- **To do**
Reproduce every line of the listing below, requests included, starting at the line that contains "of the hedge-lined" and ending at the last line of the listing. Scale each pixel coordinate in the answers by 1.05 and round it to a whole number, with halves rounding up.

Rows from a dataset:
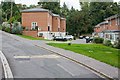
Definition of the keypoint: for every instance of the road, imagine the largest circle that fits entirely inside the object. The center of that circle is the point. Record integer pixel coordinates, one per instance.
(29, 61)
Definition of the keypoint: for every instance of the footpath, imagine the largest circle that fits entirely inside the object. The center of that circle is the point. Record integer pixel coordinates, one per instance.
(103, 68)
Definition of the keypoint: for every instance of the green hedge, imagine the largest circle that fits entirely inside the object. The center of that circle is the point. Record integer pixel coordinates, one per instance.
(98, 40)
(107, 43)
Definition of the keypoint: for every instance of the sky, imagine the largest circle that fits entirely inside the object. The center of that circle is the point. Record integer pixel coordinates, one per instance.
(69, 3)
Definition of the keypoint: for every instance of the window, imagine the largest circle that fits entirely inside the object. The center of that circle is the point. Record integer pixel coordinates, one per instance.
(34, 24)
(48, 28)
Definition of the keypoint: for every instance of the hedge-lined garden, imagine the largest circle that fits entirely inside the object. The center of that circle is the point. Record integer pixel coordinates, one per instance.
(98, 40)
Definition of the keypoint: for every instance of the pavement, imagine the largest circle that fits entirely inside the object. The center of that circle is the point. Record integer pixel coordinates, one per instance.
(101, 67)
(0, 59)
(1, 70)
(29, 61)
(94, 64)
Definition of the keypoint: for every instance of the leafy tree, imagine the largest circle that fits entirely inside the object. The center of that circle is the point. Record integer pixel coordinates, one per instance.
(52, 6)
(6, 10)
(64, 11)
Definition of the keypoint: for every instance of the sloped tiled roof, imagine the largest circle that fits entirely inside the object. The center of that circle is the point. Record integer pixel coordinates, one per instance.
(35, 10)
(112, 17)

- **Answer in full**
Definition of the keypoint: for every instance of the hedge-lined garden, imagine the largest circle that fits entirely inside the object. The center of that circle is the point. Record integer pixel coordinates, one per instance.
(103, 42)
Definition of the keypoint: for every instance of the pavement, imagine the largest circle that fits entirely inside the object. The center of that circle is the point. Record integer pixel coordinates, one per instance.
(106, 70)
(0, 62)
(1, 74)
(30, 64)
(99, 67)
Definition of the keypoint: for every instance of the leafy tree, imagine the largest circle that fits entirely inside the object. The center of that circle is the point. Record integer pixel coordinates, one per instance.
(55, 6)
(6, 11)
(67, 12)
Definition of the keypoint: for every instance of the sloped tiled roof, imagine the largest circle that fits entirely inside the object. The center of that circle is the point. Record integer pixel coordinates, one per instance.
(37, 11)
(118, 18)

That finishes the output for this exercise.